::: RECORDS SUPPLIED :::

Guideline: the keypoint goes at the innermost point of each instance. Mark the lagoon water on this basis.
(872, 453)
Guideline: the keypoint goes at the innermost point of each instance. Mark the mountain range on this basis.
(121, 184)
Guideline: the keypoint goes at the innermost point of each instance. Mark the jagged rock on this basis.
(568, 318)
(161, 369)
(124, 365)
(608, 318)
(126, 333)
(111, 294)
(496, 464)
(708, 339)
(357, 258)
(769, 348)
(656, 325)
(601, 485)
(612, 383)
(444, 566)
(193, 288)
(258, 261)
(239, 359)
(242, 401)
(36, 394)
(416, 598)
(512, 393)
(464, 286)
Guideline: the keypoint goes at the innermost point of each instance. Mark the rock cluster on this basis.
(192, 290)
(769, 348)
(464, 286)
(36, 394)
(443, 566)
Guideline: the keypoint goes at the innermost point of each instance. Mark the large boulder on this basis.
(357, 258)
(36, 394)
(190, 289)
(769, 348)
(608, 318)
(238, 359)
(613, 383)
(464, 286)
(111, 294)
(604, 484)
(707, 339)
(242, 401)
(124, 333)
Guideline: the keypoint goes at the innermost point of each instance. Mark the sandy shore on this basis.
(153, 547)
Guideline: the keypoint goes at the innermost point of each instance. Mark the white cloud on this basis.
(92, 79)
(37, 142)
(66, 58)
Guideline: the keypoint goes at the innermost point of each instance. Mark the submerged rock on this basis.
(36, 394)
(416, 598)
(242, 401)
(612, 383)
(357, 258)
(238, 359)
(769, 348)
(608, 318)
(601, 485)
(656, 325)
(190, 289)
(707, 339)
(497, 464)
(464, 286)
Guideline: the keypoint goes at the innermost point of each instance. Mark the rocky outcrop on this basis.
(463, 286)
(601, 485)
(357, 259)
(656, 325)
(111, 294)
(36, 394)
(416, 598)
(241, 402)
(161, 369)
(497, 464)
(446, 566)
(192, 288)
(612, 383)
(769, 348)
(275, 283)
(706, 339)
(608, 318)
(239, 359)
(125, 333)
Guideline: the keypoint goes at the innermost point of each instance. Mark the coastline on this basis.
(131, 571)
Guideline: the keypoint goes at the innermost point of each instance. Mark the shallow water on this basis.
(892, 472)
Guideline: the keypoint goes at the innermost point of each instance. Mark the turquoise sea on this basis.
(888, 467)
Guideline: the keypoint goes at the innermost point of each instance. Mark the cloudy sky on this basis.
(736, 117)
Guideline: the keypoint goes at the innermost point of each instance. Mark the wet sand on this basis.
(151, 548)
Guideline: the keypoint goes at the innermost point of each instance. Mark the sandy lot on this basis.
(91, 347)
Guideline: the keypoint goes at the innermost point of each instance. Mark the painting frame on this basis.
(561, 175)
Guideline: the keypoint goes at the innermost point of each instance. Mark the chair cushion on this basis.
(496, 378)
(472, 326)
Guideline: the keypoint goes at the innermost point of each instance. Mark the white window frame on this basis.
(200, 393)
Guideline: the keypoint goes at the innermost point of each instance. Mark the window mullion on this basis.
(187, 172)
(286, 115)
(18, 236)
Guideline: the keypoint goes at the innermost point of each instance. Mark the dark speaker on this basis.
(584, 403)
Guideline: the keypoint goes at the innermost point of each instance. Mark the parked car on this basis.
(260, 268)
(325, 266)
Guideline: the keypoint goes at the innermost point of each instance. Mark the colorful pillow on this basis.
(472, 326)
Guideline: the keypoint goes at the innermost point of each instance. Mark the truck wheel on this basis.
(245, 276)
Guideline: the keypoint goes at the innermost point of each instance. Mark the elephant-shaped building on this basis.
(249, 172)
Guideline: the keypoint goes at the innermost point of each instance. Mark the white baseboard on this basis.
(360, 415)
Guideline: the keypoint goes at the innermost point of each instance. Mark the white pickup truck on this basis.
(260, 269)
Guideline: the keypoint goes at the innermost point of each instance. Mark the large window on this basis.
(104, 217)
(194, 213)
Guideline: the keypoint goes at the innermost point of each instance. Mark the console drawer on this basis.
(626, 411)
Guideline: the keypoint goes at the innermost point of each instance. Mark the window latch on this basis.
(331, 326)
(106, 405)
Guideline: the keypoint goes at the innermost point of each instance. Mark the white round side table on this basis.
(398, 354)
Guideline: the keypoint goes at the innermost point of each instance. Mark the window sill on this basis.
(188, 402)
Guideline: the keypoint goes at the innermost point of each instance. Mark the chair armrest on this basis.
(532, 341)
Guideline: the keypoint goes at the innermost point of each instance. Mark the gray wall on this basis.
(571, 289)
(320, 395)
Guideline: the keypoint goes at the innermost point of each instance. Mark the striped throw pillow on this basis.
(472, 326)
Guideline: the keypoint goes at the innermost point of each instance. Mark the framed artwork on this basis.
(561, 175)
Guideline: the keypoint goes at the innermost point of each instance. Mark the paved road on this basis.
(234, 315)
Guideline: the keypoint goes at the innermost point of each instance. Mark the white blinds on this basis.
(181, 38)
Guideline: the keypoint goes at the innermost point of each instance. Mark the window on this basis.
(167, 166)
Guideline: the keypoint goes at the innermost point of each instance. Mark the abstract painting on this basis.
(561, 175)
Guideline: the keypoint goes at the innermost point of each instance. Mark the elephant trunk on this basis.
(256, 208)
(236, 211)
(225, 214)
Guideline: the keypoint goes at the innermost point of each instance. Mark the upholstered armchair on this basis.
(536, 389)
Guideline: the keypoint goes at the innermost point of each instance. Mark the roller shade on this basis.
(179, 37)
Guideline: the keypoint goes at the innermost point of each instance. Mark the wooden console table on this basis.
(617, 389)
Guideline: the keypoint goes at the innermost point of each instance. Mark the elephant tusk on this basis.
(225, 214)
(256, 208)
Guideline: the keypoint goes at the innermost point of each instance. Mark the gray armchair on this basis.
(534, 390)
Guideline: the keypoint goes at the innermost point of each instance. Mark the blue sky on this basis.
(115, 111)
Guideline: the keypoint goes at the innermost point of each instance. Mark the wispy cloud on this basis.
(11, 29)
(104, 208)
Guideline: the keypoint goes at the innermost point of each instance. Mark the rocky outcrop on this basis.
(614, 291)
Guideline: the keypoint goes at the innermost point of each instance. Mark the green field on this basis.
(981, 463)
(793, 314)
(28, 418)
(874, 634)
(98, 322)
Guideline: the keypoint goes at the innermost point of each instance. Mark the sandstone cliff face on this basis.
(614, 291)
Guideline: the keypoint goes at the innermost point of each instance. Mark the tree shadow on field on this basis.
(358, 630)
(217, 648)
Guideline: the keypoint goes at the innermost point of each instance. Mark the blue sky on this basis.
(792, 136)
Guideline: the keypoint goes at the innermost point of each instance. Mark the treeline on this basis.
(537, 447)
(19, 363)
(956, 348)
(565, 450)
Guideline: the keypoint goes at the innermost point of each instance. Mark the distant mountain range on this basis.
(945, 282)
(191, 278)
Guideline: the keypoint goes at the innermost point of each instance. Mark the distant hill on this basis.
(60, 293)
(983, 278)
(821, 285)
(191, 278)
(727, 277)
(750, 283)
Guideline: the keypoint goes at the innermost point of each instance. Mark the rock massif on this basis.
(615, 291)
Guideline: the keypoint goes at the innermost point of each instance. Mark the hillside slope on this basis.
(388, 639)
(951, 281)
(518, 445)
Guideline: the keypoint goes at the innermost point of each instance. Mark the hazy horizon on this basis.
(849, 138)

:::

Reproduce the entries above exactly.

Guideline: the keypoint goes at the innermost point of each instance. Mark the lagoon water on this basis.
(872, 453)
Guideline: the keypoint goes at the innermost point of each instance. Mark the mountain range on this basis.
(121, 184)
Guideline: the keypoint goes at the innermost point of each instance. Mark the jagged rock on this basis.
(568, 318)
(161, 369)
(124, 365)
(608, 318)
(126, 333)
(111, 294)
(496, 464)
(708, 339)
(357, 258)
(769, 348)
(656, 325)
(601, 485)
(612, 383)
(444, 566)
(193, 288)
(258, 261)
(239, 359)
(242, 401)
(36, 394)
(416, 598)
(512, 393)
(464, 286)
Guideline: the keypoint goes at the innermost point of each instance. Mark the rock cluster on this basis.
(192, 290)
(769, 348)
(464, 286)
(36, 394)
(443, 566)
Guideline: the keypoint goes at the innermost point of each instance. Mark the large boulder on this basis.
(357, 258)
(36, 394)
(190, 289)
(769, 348)
(608, 318)
(238, 359)
(613, 383)
(464, 286)
(111, 294)
(604, 484)
(707, 339)
(242, 401)
(124, 333)
Guideline: the keypoint goes at the innermost point of each instance. Mark the sandy shore on this basis.
(153, 547)
Guideline: the keypoint goes at the innermost point of each instance. Mark the white cloud on this basis.
(92, 79)
(37, 142)
(66, 58)
Guideline: the keypoint goes at the innermost point of each instance. Mark the submerged rock on this basis.
(36, 394)
(416, 598)
(242, 401)
(612, 383)
(357, 258)
(238, 359)
(769, 348)
(608, 318)
(601, 485)
(656, 325)
(190, 289)
(707, 339)
(497, 464)
(464, 286)
Guideline: the keypoint goes at the innermost point of each instance. Mark the rocky outcrop on this basis.
(463, 286)
(601, 485)
(357, 259)
(656, 325)
(111, 294)
(36, 394)
(416, 598)
(241, 402)
(161, 369)
(497, 464)
(446, 566)
(192, 288)
(612, 383)
(769, 348)
(275, 283)
(706, 339)
(608, 318)
(239, 359)
(125, 333)
Guideline: the keypoint goes at the innermost point of each instance. Mark the coastline on this basis.
(131, 571)
Guideline: the keypoint goes at the innermost point of each instance. Mark the shallow water on this basis.
(892, 472)
Guideline: the keypoint goes at the innermost point of each instance. Mark the turquoise sea on this basis.
(888, 467)
Guideline: the keypoint goes at the innermost point of each instance. Mark the cloudy sky on this basis.
(736, 117)
Guideline: the keypoint goes at the innermost point of each instance. Mark the wet sand on this basis.
(151, 548)
Guideline: the keypoint goes at the innermost point of each instance. Mark the sandy lot on this basis.
(91, 347)
Guideline: the keypoint goes at the innermost point of each instance. Mark the painting frame on this basis.
(561, 175)
Guideline: the keypoint goes at the innermost point of each instance. Mark the chair cushion on this basis.
(496, 378)
(472, 326)
Guideline: the keypoint goes at the innermost point of each instance. Mark the white window frame on this basis.
(200, 393)
Guideline: the keypoint goes at the innermost point of each instance. Mark the window mullion on this basis.
(187, 172)
(286, 115)
(18, 236)
Guideline: the keypoint goes at the innermost point of each instance. Mark the dark speaker on this basis.
(584, 403)
Guideline: the keypoint goes at the innermost point of each instance. Mark the parked car on this basis.
(260, 268)
(325, 266)
Guideline: the keypoint goes at the innermost point of each instance. Mark the colorful pillow on this basis.
(472, 326)
Guideline: the keypoint goes at the innermost point of each instance. Mark the truck wheel on this basis.
(245, 276)
Guideline: the keypoint goes at the innermost point of each instance. Mark the elephant-shaped building on this basis.
(249, 172)
Guideline: the keypoint goes at the innermost point of each instance. Mark the white baseboard on this basis.
(360, 415)
Guideline: the keypoint goes at the innermost point of each instance. Mark the white pickup truck on this basis.
(260, 269)
Guideline: the keypoint goes at the innermost point of each instance. Mark the large window on this basis.
(104, 217)
(194, 213)
Guideline: the keypoint goes at the innermost point of each instance. Mark the console drawer on this basis.
(626, 411)
Guideline: the keypoint goes at the innermost point of each instance. Mark the window latch on this basis.
(331, 326)
(106, 405)
Guideline: the keypoint goes at the innermost point of each instance. Mark the white round side table on this basis.
(398, 354)
Guideline: the keypoint goes at the innermost point of each instance. Mark the window sill on this basis.
(188, 402)
Guideline: the keypoint goes at the innermost point of each instance. Mark the chair armrest on this basis.
(532, 341)
Guideline: the keypoint goes at the innermost point of each instance. Mark the gray wall on this basis.
(571, 289)
(320, 395)
Guideline: the keypoint goes at the innermost point of each instance. Mark the striped throw pillow on this basis.
(472, 326)
Guideline: the keypoint goes at the innermost point of each instance. Mark the framed artwork on this basis.
(561, 175)
Guideline: the keypoint goes at the innermost point of each instance. Mark the paved road on this basis.
(234, 315)
Guideline: the keypoint goes at the innermost point of each instance. Mark the white blinds on this basis.
(181, 38)
Guideline: the keypoint goes at the innermost point of each instance. Mark the window on this basis.
(167, 166)
Guideline: the keypoint goes at the innermost point of each instance. Mark the abstract painting on this basis.
(561, 175)
Guideline: the keypoint goes at the innermost point of each instance. Mark the elephant trunk on this basis.
(256, 208)
(236, 211)
(225, 214)
Guideline: the keypoint goes at the innermost point of each instance. Mark the upholstered armchair on this basis.
(536, 389)
Guideline: the keypoint goes at the innermost point of each instance. Mark the roller shade on this basis.
(179, 37)
Guideline: the keypoint goes at the innermost point of each instance. Mark the wooden console table on this basis.
(617, 389)
Guideline: the keypoint goes at the innermost point of each instance. Mark the elephant tusk on this basis.
(225, 214)
(256, 208)
Guideline: the keypoint goes at the innermost point of each instance. Mark the gray armchair on this basis.
(534, 390)
Guideline: the keypoint goes at the innermost point of each instance. Mark the blue sky on this basis.
(115, 111)
Guideline: the keypoint goes at the innermost point of each instance. Mark the wispy cloud on this basis.
(11, 29)
(104, 208)
Guideline: the keypoint goes at the innermost point of each instance. Mark the rocky outcrop on this basis.
(614, 291)
Guideline: the keypoint goes at the innermost point of each instance. Mark the green field on this basis.
(981, 463)
(793, 314)
(28, 418)
(874, 634)
(98, 322)
Guideline: the keypoint goes at the innermost point of each instance. Mark the sandstone cliff face on this basis.
(614, 291)
Guideline: the keypoint goes at the innermost point of each instance. Mark the tree shadow on field on this basis.
(358, 630)
(217, 648)
Guideline: the keypoint goes at the innermost point of each instance. Mark the blue sky on this basis.
(792, 136)
Guideline: the keypoint goes at the innermost point of each instance. Mark the treeline on this basis.
(537, 447)
(19, 363)
(956, 348)
(565, 450)
Guideline: the keypoint goes at the innermost point of each instance. Mark the distant mountain range on this basis.
(945, 282)
(191, 278)
Guideline: the keypoint goes at the innermost point of each instance. Mark the distant hill on this basis.
(60, 293)
(983, 278)
(821, 285)
(191, 278)
(727, 277)
(750, 283)
Guideline: the keypoint goes at the innermost point of each instance. Mark the rock massif on this basis.
(615, 291)
Guideline: the keypoint goes at the innermost point of each instance. Mark the hillside slope on this basis.
(388, 639)
(951, 281)
(518, 445)
Guideline: the keypoint goes at the innermost point of each instance. Mark the hazy horizon on this basis.
(849, 138)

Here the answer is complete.